**What to do:**
In the entries below, find the lines that contain the word "construction" and copy them.
Content starts
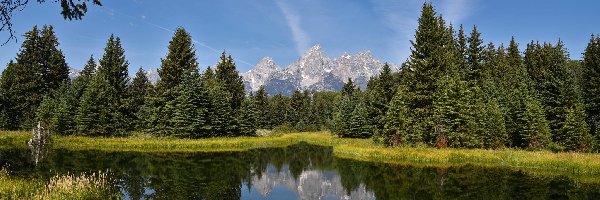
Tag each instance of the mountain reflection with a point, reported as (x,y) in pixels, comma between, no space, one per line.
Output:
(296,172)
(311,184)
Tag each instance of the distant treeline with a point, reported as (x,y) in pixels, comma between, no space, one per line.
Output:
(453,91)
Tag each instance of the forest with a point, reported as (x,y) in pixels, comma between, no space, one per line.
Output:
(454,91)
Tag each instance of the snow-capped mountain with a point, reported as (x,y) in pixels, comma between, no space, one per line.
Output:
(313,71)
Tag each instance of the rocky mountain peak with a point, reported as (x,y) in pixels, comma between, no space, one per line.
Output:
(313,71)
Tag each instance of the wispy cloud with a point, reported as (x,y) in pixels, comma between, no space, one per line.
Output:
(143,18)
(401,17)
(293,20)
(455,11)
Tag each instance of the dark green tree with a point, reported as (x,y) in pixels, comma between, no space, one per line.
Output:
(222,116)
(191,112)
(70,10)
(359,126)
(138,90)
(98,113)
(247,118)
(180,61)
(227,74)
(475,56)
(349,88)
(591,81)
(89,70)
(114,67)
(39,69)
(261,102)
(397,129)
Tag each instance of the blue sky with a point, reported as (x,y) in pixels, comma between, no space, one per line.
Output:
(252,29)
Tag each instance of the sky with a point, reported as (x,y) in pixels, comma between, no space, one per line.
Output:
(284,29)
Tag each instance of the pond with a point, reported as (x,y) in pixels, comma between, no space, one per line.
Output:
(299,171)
Content ends
Content starts
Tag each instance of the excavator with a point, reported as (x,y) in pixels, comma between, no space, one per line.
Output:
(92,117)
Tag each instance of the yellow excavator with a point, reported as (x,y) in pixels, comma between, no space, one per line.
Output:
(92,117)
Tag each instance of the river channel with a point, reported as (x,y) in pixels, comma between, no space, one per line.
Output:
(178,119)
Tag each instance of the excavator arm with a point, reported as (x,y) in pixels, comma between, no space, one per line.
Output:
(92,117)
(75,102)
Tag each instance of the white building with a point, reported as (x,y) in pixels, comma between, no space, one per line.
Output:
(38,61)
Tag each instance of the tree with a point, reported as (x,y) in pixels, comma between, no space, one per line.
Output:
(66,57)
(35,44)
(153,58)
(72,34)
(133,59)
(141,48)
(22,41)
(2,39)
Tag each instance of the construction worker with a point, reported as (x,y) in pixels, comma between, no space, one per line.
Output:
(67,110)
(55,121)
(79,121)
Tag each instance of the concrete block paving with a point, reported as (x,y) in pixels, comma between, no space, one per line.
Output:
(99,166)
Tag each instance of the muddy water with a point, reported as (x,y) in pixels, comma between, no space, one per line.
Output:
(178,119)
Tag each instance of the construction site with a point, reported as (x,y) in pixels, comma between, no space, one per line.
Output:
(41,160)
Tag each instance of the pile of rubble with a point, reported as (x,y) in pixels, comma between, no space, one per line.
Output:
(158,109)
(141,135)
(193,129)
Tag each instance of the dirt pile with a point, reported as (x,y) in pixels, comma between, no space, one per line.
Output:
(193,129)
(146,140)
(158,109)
Content ends
**Task result:**
Tag each instance of the construction worker with a point, reported as (x,y) in pixels, comma between, no space, one per line.
Tag each instance of the construction site with a point, reported as (x,y) in pixels, comma between, no space, one per line.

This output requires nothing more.